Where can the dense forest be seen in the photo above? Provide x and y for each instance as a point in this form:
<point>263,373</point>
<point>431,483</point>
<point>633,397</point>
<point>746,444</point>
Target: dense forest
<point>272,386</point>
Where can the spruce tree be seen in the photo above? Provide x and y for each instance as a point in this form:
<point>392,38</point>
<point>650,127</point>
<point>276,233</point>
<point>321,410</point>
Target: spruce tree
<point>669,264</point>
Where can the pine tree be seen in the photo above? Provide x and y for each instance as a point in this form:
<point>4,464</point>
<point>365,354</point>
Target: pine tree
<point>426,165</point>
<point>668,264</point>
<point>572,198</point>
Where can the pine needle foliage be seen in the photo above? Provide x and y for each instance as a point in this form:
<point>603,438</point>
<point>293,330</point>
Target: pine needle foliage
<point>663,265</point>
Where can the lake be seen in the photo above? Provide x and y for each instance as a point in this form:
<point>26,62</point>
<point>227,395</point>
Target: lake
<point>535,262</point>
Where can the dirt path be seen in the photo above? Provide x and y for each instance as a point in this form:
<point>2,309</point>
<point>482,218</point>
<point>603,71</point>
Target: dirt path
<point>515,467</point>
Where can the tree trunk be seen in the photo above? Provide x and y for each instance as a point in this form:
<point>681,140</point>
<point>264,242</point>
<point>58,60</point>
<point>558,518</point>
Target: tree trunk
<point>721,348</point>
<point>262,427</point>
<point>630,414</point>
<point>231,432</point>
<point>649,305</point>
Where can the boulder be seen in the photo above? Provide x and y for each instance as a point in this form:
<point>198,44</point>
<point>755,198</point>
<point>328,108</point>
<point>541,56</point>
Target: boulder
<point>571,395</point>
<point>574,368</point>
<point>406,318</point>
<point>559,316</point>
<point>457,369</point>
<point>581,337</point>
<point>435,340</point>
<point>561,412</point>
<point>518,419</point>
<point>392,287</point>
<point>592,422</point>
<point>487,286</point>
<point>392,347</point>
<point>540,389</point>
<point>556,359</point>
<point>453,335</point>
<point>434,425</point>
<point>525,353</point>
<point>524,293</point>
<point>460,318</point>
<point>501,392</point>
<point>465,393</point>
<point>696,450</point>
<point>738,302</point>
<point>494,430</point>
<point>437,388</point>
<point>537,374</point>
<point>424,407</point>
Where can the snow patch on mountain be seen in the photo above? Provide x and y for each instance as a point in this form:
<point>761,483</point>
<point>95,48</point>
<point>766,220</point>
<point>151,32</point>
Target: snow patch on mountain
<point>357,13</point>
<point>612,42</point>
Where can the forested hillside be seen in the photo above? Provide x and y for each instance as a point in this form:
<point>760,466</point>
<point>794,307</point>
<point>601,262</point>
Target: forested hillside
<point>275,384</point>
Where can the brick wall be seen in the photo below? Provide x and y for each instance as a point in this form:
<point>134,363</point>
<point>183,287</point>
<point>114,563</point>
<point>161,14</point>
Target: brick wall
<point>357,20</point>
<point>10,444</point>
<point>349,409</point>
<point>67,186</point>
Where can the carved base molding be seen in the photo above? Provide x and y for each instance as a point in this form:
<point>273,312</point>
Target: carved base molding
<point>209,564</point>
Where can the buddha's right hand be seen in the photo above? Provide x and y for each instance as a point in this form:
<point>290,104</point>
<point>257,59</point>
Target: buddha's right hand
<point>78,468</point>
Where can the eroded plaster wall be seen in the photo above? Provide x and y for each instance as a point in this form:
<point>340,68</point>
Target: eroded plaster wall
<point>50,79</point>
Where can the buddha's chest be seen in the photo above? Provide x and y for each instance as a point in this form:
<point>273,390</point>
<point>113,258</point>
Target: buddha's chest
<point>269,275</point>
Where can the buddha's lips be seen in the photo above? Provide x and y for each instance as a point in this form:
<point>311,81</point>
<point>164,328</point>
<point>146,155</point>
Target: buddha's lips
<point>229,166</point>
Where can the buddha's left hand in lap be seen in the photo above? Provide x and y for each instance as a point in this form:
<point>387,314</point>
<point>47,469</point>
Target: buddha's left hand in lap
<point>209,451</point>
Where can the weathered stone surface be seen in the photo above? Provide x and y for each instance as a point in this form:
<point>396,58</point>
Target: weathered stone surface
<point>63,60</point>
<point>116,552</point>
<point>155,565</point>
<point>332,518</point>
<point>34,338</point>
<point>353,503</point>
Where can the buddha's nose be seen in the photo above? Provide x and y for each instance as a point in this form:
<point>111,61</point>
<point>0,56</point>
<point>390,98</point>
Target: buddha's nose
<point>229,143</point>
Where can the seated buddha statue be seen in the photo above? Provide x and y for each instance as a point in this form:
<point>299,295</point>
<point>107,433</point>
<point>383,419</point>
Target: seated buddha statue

PROBLEM: Copy every one of the records above verbatim, with no changes.

FULL OUTPUT:
Where can the dense forest be seen in the photo above? Provide x and y for each instance as a point in this form:
<point>263,373</point>
<point>431,483</point>
<point>633,397</point>
<point>746,444</point>
Target: dense forest
<point>272,386</point>
Where can the spruce tree be seen in the photo above? Provide x and y for each instance as a point in this form:
<point>392,38</point>
<point>650,127</point>
<point>276,233</point>
<point>321,410</point>
Target: spruce tree
<point>669,264</point>
Where can the pine tree be seen in the photo above? Provide x and y for each instance as a point in this form:
<point>4,464</point>
<point>365,354</point>
Target: pine tree
<point>426,165</point>
<point>668,264</point>
<point>572,198</point>
Where can the pine needle foliage be seen in the photo above? Provide x and y for each instance as a point in this form:
<point>603,438</point>
<point>293,330</point>
Target: pine needle foliage
<point>663,265</point>
Where can the lake be seen in the photo above? Provide x and y for each instance as a point in this form:
<point>26,62</point>
<point>227,395</point>
Target: lake
<point>535,262</point>
Where can the dirt path be seen in the photo above? Provide x and y for each instance as a point in this form:
<point>2,309</point>
<point>482,218</point>
<point>603,71</point>
Target: dirt path
<point>515,467</point>
Where can the tree trunk be seen in the photo above? Provide x and y for each instance as a point in this form:
<point>681,140</point>
<point>264,242</point>
<point>58,60</point>
<point>558,518</point>
Target: tree trunk
<point>721,348</point>
<point>262,427</point>
<point>630,414</point>
<point>231,432</point>
<point>649,305</point>
Where can the boulder be seen in the photo above? Provide x and y for each instance as a point in this form:
<point>198,44</point>
<point>755,198</point>
<point>328,108</point>
<point>541,56</point>
Target: boulder
<point>571,395</point>
<point>574,368</point>
<point>406,318</point>
<point>559,316</point>
<point>457,369</point>
<point>581,337</point>
<point>435,340</point>
<point>561,412</point>
<point>518,419</point>
<point>392,287</point>
<point>592,422</point>
<point>487,286</point>
<point>392,347</point>
<point>540,389</point>
<point>556,359</point>
<point>453,335</point>
<point>434,425</point>
<point>525,353</point>
<point>524,293</point>
<point>460,318</point>
<point>501,392</point>
<point>465,393</point>
<point>696,450</point>
<point>738,302</point>
<point>494,430</point>
<point>437,388</point>
<point>537,374</point>
<point>424,407</point>
Where can the snow patch on mountain be seen in the photo above? Provide x and y for each instance as a point in this form:
<point>761,483</point>
<point>95,48</point>
<point>766,220</point>
<point>151,32</point>
Target: snow patch on mountain
<point>357,13</point>
<point>612,42</point>
Where can the forested hillside be seen in the photo above? Provide x and y for each instance as a point in this form:
<point>760,466</point>
<point>794,307</point>
<point>601,262</point>
Target: forested hillside
<point>275,384</point>
Where can the brick wall be seen in the photo below? Provide x and y for each instance as a point in this form:
<point>134,363</point>
<point>183,287</point>
<point>114,563</point>
<point>161,14</point>
Target: brick wall
<point>357,20</point>
<point>10,444</point>
<point>349,409</point>
<point>67,186</point>
Where can the carved base molding be seen in the photo above? Provide x and y for each instance as a point in this form:
<point>273,312</point>
Target: carved base molding
<point>209,564</point>
Where can the buddha's right hand be seen in the photo above? Provide x and y for each instance as a point in this form:
<point>290,104</point>
<point>257,59</point>
Target: buddha's right hand
<point>78,468</point>
Where can the eroded plaster wall be seen in the photo above? Provide x and y for each instance as a point in this form:
<point>340,68</point>
Target: eroded plaster wall
<point>50,79</point>
Where can the buddha's chest be seen in the photo above? Provide x and y for each instance as a point in this form:
<point>273,390</point>
<point>113,258</point>
Target: buddha's chest
<point>269,275</point>
Where can the buddha's lips be seen in the photo above? Provide x and y for each instance as a point in this form:
<point>311,81</point>
<point>164,328</point>
<point>146,155</point>
Target: buddha's lips
<point>229,166</point>
Where can the buddha's left hand in lap be seen in the photo above? Provide x and y for each instance as a point in this form:
<point>387,314</point>
<point>47,469</point>
Target: buddha's left hand in lap
<point>209,451</point>
Where can the weathered stone surface be seen in the photo above? Provide x and y for each instance as a point in this form:
<point>396,58</point>
Target: weathered stone surface
<point>63,60</point>
<point>116,552</point>
<point>155,565</point>
<point>332,518</point>
<point>34,338</point>
<point>353,503</point>
Where can the buddha's nose be seen in the photo above? Provide x and y for each instance as a point in this form:
<point>111,61</point>
<point>0,56</point>
<point>390,98</point>
Target: buddha's nose
<point>229,143</point>
Where can the seated buddha statue be seen in the photo above? Provide x and y for each instance as a point in this form:
<point>299,295</point>
<point>107,433</point>
<point>383,419</point>
Target: seated buddha statue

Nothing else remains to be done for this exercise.